It is being called “escalation for de-escalation,” but as October 7, 2024, arrives, de-escalation, and any form of day after plan from Netanyahu, are absent.

The Jewish state’s relations with US President Joe Biden’s White House, its most important ally, are at their lowest ebb in a generation. Nearly 42,000 Palestinians in Gaza have been killed, many by US bombs and bullets in Israel’s hands, authorities in Gaza say. IDF killings and arrests of Palestinians, some of them US citizens, in the occupied West Bank are unsustainable for many of Israel’s European allies whom after a year of waiting are beginning to curb arms supplies.

But the pressures on Israel to rein in its survival instincts at a time when it is riven with deep political, religious, and maybe existential divisions are having little obvious traction.

Israel’s wiliest nearby adversary and Iranian mega-proxy Hezbollah – a blight on Lebanese post-civil war democracy – which began escalating cross-border rocket attacks the day after October 7, has undergone a lightening defenestration over the past few weeks. Its leader Hassan Nasrallah and many of his top commanders have been assassinated in Israeli air strikes, its forces partially crippled, ahead of Israel’s launch of its third ground war in Lebanon in the past half-century.

- _Exercise brief_: Can you reproduce the passage on Israel a year after October 7, starting with "The Jewish state’s" and going on through "little obvious traction."?

Stored data entries
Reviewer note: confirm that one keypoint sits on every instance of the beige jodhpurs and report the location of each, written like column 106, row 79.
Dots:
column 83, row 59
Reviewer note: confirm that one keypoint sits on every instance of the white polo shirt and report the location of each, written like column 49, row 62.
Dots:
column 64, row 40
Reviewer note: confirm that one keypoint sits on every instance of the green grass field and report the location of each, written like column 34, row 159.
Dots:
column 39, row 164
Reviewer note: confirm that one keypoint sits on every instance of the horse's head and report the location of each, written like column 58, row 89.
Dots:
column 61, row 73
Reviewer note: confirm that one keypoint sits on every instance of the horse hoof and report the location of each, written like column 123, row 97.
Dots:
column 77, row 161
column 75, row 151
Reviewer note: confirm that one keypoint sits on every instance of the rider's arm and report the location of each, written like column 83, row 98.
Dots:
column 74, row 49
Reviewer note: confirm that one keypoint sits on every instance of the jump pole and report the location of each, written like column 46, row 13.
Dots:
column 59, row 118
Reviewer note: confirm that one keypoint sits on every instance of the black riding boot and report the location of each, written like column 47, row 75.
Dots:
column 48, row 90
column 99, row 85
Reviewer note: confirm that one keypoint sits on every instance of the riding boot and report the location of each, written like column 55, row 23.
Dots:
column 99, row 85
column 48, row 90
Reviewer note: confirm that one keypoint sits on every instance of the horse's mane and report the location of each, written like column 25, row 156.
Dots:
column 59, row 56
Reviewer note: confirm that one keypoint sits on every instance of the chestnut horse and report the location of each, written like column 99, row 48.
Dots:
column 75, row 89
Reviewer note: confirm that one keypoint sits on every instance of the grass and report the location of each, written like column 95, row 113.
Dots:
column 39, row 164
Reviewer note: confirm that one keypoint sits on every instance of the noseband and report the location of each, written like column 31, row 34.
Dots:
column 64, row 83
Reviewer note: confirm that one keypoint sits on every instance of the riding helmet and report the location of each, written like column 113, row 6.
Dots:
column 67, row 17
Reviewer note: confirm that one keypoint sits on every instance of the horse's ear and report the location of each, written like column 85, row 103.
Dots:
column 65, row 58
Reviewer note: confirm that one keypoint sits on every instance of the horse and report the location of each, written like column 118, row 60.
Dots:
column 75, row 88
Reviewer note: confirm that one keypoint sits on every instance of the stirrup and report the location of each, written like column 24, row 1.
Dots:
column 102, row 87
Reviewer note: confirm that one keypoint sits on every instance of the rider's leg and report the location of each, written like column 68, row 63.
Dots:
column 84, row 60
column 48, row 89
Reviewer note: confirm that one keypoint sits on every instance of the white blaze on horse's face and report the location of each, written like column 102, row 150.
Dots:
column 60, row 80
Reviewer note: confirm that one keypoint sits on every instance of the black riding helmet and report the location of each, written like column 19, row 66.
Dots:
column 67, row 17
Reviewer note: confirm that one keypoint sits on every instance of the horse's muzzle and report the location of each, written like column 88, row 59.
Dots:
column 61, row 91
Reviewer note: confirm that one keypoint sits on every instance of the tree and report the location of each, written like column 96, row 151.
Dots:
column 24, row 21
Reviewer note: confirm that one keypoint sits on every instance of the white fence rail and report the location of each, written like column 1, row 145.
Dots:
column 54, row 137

- _Completed task_:
The Jewish state’s relations with US President Joe Biden’s White House, its most important ally, are at their lowest ebb in a generation. Nearly 42,000 Palestinians in Gaza have been killed, many by US bombs and bullets in Israel’s hands, authorities in Gaza say. IDF killings and arrests of Palestinians, some of them US citizens, in the occupied West Bank are unsustainable for many of Israel’s European allies whom after a year of waiting are beginning to curb arms supplies.

But the pressures on Israel to rein in its survival instincts at a time when it is riven with deep political, religious, and maybe existential divisions are having little obvious traction.